[Source records]
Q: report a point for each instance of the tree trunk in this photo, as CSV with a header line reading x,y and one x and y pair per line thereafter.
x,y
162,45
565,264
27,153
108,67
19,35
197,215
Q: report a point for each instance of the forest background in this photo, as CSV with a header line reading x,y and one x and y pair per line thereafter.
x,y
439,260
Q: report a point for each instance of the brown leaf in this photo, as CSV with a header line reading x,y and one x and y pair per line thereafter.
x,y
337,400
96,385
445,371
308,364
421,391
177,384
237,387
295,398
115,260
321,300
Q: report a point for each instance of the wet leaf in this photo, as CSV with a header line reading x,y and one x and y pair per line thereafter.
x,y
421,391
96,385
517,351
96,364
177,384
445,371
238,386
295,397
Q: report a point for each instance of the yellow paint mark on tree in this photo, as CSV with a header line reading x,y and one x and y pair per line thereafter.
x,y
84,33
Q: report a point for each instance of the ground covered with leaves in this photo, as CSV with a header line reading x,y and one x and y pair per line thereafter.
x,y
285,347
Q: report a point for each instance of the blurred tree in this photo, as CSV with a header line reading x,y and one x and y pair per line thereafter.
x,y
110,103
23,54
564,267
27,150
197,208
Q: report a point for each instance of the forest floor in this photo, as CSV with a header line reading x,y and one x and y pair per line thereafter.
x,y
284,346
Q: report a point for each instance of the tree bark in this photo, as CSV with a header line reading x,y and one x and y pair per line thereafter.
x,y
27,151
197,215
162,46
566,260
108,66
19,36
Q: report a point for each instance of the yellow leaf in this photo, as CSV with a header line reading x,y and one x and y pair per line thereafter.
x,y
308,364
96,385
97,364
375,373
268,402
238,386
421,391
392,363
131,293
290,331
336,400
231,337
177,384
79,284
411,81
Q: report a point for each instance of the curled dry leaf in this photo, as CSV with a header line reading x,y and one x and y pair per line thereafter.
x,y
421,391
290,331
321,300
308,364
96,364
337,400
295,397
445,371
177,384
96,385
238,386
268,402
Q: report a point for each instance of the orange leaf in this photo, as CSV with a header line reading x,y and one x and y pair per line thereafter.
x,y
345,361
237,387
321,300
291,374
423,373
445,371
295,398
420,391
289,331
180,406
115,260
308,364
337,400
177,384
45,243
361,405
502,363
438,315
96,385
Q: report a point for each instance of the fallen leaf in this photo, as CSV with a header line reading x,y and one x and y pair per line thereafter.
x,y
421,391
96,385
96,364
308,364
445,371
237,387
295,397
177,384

What to work on. Copy exactly the lines above, from the one containing "Q: report a point for each instance of the yellow paint" through the very last line.

Reply.
Q: report a point for each instance of the yellow paint mark on tree in this photo, as CSV with a header line reading x,y and one x and y pair per line thereafter.
x,y
84,33
Q: report a point for each instance of the ground covered with leaves in this photo, as CSV with a header line reading x,y and one x and y pair per line thereafter.
x,y
285,347
Q: report a point for each instance of the blurred tree in this photo, as CSV with a header line reading x,y and one x and y pair per line thereafter.
x,y
110,103
23,54
564,267
27,150
197,208
Q: report a point for each instance of the forest floor in this photo, as CSV with a header line reading x,y and one x and y pair per line thereafter.
x,y
284,346
Q: report a point for each instance of the tree bark in this photo, as CSV with a header line reading x,y and one x and y pair per line thereafter.
x,y
27,151
197,215
162,46
566,260
108,66
19,36
Q: report a point for each instance of the yellow leaf in this photo, as CSV with a header line reading x,y and one x and y pair per line thereafter.
x,y
308,364
96,385
97,364
375,373
268,402
238,386
421,391
392,363
131,293
290,331
336,400
231,337
177,384
79,284
411,81
Q: report a point for each instance of the curled dry leaf in this photo, as CSV with a header line reading x,y and one x and y pair per line thereafter.
x,y
421,391
290,331
321,300
308,364
96,364
337,400
295,397
445,371
177,384
96,385
238,386
268,402
Q: report a point for each instance of the orange leaf in this photo, as CSV with a header line reading x,y and one x and y pair per line thereafter.
x,y
345,361
237,387
321,300
291,374
423,373
445,371
295,398
420,391
289,331
180,406
115,260
308,364
337,400
177,384
45,243
361,405
502,363
438,315
96,385
Q: report a point for each instance of the fallen leaf in this photo, as CSV with a header line reading x,y and one x and y pair per line thereafter.
x,y
421,391
96,385
96,364
308,364
445,371
237,387
295,397
177,384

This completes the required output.